* Text extract:
* begin *

Sunday, July 10, 2005

Valerie's Food Cost

-Preface-

When running a corporate restaurant, there are only a few quantifiable ways to chart a GM's progress. You can check sales for any given month vs. the sales for the same month last year or the year before. You can check secret shopper scores. (I will describe, in detail, my loathing for shoppers in an upcoming post.) However, the main number that the corporate G-men watch are costs. Food costs and liquor costs, to be specific.

It's a bit complicated to explain, but measuring food or liquor cost involves checking the amount of product sold vs. the amount of product used. These are twisted around mathematically until you reach a number. This number is referred to as your "food cost". It's measured in percentage points. The way The Restaurant calculates food cost means that each point equates to about $500 of waste.

After inventory, you can check food cost for any number of items, from checking the entire restaurant's stock of food used in the last year down to the number of croutons used in the last week.

The corporate office sets goals for every store. If your store doesn't meet those goals, the RM will come down hard on the GM, who will come down hard on the servers. It must be our fault that food cost is so high...

-A Description of Valerie-

See Valerie, Ranch Dressing, and a Birthday

-Valerie's Food Cost-

It's a Saturday morning in the middle of winter. It's freezing outside. It's also snowing. I don't mind a little snow. However, after the first two or three snowfalls, I'm sick of the gray sludge that builds up on the side of the road. The grayness is depressing. I'm ready for summer.

Walking through the front doors, I see Valerie speaking to the servers during our shift meeting. She's wearing a beige peacoat over a gray sweatshirt. Classy. She's also incredibly animated. She keeps thrusting her arm towards the kitchen. For some reason, I think of the old black and white news reels of Hitler addressing Germany.

Shaking my head in an attempt to clear the image from my mind, I sit down in one of the bar booths next to Soldato. His eyes are closed. I prod him and ask what Valerie is yapping about.

He opens one eye. "Cheese," is his simple, hushed answer. I give him a strange look. He smiles and shrugs. His eye closes again. He doesn't even bother to listen to Valerie any more. She's still droning away.

"What the hell do you mean, cheese?" I'm talking out of the side of my mouth in a whisper. Not quietly enough, apparently.

"What you two talking about? I'm glad you decide to show up (I'm five minutes early, actually). Food cost is too high. You need to stop putting so much cheese on the salads. Food cost up 2 points." Valerie manages to be accusatory, demeaning, and stupid all in one breath.

I feel like I'm in 8th grade and I just got caught passing a "check yes or no if you like so-and-so" note. I'm too old for this crap. I'm hungover, the weather is crappy, and I'm in a foul mood. Plus, I don't see how we could have wasted $1,000 worth of cheese in one month by overportioning cheese on salads.

* end *

* Work to complete:
1. In the restaurant blog post, how much waste does each point of food cost represent at The Restaurant?
2. Write what comes next in the restaurant blog post, starting after its last sentence.
The entries after the restaurant blog post are not needed for this work.

Shape labeling entries

* begin *

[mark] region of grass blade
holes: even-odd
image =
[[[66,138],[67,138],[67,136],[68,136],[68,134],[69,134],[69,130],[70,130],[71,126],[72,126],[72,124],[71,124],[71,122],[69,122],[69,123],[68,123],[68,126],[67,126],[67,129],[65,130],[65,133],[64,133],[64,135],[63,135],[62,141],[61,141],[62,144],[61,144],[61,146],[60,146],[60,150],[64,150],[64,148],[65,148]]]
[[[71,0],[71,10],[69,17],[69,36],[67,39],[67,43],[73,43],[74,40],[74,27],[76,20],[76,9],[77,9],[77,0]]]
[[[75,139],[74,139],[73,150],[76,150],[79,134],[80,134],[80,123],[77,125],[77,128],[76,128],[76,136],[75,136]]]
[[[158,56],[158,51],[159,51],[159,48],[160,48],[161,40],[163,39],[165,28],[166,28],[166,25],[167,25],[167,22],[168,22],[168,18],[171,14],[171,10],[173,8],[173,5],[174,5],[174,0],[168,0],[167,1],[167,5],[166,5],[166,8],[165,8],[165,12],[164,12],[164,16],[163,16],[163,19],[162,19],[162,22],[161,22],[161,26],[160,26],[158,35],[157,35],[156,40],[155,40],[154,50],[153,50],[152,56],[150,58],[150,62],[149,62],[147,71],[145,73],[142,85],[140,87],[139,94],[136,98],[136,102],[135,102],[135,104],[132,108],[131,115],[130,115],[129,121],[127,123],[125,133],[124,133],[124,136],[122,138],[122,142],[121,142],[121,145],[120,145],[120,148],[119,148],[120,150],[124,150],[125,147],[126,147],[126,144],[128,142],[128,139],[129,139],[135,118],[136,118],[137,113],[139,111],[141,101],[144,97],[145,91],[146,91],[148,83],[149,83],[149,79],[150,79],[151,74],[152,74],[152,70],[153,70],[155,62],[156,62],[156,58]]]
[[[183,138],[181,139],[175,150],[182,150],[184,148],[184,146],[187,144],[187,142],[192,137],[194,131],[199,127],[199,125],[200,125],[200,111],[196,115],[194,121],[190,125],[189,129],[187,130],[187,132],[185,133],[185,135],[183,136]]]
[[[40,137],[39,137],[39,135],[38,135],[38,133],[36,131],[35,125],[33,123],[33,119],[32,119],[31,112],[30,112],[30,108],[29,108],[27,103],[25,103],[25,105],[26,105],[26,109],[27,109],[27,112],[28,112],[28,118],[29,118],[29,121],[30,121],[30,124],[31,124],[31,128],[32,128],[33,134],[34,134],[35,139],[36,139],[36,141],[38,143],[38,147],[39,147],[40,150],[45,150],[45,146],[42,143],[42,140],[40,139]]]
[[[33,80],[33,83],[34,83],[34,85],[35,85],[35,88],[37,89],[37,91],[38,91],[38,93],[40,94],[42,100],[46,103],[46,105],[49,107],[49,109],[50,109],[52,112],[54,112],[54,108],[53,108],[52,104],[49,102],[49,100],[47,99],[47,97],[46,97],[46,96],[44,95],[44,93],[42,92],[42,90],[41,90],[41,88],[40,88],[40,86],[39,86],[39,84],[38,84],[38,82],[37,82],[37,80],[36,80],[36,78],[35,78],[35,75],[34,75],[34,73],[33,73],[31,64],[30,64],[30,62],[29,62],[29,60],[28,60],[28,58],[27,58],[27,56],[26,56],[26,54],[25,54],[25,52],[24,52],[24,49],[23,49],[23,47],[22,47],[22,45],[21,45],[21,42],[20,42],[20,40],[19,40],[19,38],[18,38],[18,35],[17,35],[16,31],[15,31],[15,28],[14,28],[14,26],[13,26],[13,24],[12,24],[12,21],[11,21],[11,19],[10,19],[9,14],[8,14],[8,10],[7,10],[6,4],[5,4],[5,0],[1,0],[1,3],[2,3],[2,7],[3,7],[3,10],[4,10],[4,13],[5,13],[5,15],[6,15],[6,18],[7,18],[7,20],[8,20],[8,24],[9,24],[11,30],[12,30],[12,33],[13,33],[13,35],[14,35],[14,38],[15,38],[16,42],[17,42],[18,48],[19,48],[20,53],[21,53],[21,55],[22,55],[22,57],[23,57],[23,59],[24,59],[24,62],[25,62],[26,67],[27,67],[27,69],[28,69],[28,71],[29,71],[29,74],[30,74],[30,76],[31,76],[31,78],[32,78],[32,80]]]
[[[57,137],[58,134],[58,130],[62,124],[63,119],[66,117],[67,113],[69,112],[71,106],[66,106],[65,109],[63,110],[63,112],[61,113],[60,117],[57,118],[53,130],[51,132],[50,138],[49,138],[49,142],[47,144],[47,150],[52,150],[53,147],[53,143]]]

* end *

* Answers provided:
1. Each point equals about $500 of waste.

2.
"Valerie, that's ridiculous! Do you know how much cheese we'd need to mound on every salad to screw up the cost so badly?"

I take pride in my work. Since I'm hungover, all mole hills quickly become mountains. Add these two factors together, and I'm steaming.

Valerie must sense my anger. She doesn't yell back at me, nor does she have me lashed for speaking out of turn or insubordination. Instead she answers calmly.

"If you add a little cheese onto each salad, it soon become a lot of cheese. Cheese expensive. Food cost up, Jon (our RM) pissed. Put only a little cheese on salad."

While I agree with this assessment, I still think it's impossible to increase food cost by two points for over portioning cheese. For some reason, I can't let this go. Fortunately, a customer walks in and the shift meeting has to break up.

Soon all the servers are flying around. Dishes are clattering, people are chatting, and The Restaurant is hopping.

I see Soldato coming out of the kitchen. He's got two salads. Each one has five pieces of shredded cheese. The correct portion is one ounce per salad. This is about 25 shreds of cheese. The way these salads were made, it looks as though we're trying to skimp.

"What the hell is that?" I ask Soldato.

"The, uh, Cheese Nazi back there thinks that this is how a salad should look." He holds the bowl up for my inspection. He continues on and places the bowls in front of the customers.

I head to the back. Sure enough, Valerie is watching over the expo line like a prison warden watching inmates on work detail.

"That too much! Take some off! Take off more! Good, now go!" I shake my head and start getting together my food.

Soldato walks back through the door. He's holding a salad.

"Valerie, my customer wants more cheese on his salad." He goes to grab the tongs. Valerie slaps his hand.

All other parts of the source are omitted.